- Problem requirements:
When you copy the records, keep every word exact and leave the pictures out.
╭─ Source material
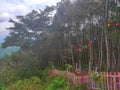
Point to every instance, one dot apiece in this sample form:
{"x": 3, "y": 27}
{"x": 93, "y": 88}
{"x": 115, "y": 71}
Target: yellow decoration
{"x": 108, "y": 25}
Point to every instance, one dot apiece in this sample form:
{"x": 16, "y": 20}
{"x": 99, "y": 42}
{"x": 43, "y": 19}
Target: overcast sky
{"x": 11, "y": 8}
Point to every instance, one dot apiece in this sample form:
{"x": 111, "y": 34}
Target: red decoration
{"x": 117, "y": 25}
{"x": 111, "y": 21}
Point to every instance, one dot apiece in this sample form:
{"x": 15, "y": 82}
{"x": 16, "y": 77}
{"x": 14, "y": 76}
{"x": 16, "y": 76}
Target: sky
{"x": 11, "y": 8}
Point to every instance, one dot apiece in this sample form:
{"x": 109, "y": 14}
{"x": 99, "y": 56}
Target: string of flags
{"x": 83, "y": 47}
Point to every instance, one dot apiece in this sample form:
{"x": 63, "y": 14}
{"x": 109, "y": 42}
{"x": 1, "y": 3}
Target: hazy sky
{"x": 11, "y": 8}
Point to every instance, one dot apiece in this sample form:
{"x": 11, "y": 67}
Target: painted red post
{"x": 107, "y": 75}
{"x": 114, "y": 81}
{"x": 110, "y": 75}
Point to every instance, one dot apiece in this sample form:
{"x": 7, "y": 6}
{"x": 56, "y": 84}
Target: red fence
{"x": 106, "y": 80}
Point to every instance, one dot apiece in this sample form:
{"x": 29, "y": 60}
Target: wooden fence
{"x": 106, "y": 80}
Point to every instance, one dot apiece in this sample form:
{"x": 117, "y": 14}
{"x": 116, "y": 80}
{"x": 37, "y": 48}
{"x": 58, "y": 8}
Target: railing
{"x": 106, "y": 81}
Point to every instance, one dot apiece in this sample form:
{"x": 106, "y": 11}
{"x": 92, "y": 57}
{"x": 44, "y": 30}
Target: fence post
{"x": 119, "y": 79}
{"x": 114, "y": 81}
{"x": 107, "y": 81}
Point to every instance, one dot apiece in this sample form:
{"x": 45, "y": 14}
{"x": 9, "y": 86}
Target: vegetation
{"x": 81, "y": 33}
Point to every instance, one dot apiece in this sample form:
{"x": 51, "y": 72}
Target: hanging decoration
{"x": 83, "y": 47}
{"x": 112, "y": 23}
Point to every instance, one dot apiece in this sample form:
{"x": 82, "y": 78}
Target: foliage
╰─
- Exercise solution:
Point to every instance, one dot apiece in this sample form:
{"x": 3, "y": 27}
{"x": 93, "y": 88}
{"x": 115, "y": 71}
Target: yellow decoration
{"x": 108, "y": 25}
Point to every instance, one dot apiece in this sample form:
{"x": 16, "y": 20}
{"x": 99, "y": 42}
{"x": 43, "y": 19}
Target: overcast sky
{"x": 11, "y": 8}
Point to every instance, one dot apiece in this sample form:
{"x": 111, "y": 34}
Target: red decoration
{"x": 117, "y": 25}
{"x": 111, "y": 21}
Point to every instance, one dot apiece in this sample form:
{"x": 15, "y": 82}
{"x": 16, "y": 77}
{"x": 14, "y": 76}
{"x": 16, "y": 76}
Target: sky
{"x": 11, "y": 8}
Point to every instance, one dot apiece in this sample form:
{"x": 109, "y": 14}
{"x": 99, "y": 56}
Target: string of flags
{"x": 83, "y": 47}
Point to every instance, one dot apiece in this sample form:
{"x": 63, "y": 14}
{"x": 109, "y": 42}
{"x": 1, "y": 3}
Target: hazy sky
{"x": 11, "y": 8}
Point to every instance, one dot apiece in this sample form:
{"x": 11, "y": 67}
Target: painted red post
{"x": 107, "y": 75}
{"x": 114, "y": 81}
{"x": 110, "y": 75}
Point to every instance, one dot apiece in this sample form:
{"x": 7, "y": 6}
{"x": 56, "y": 84}
Target: red fence
{"x": 106, "y": 80}
Point to every instance, one dot apiece in this sample form:
{"x": 29, "y": 60}
Target: wooden fence
{"x": 106, "y": 80}
Point to every instance, one dot apiece in this sample form:
{"x": 117, "y": 14}
{"x": 116, "y": 80}
{"x": 37, "y": 48}
{"x": 58, "y": 8}
Target: railing
{"x": 106, "y": 81}
Point to every instance, one dot apiece in this sample form:
{"x": 106, "y": 11}
{"x": 92, "y": 57}
{"x": 44, "y": 30}
Target: fence post
{"x": 119, "y": 79}
{"x": 114, "y": 81}
{"x": 107, "y": 81}
Point to every instance, one dot apiece in this sample form:
{"x": 45, "y": 14}
{"x": 9, "y": 86}
Target: vegetation
{"x": 81, "y": 33}
Point to every instance, one dot apiece in this sample form:
{"x": 51, "y": 72}
Target: hanging decoration
{"x": 83, "y": 47}
{"x": 112, "y": 23}
Point to every instance, one dot apiece in this sample form:
{"x": 82, "y": 78}
Target: foliage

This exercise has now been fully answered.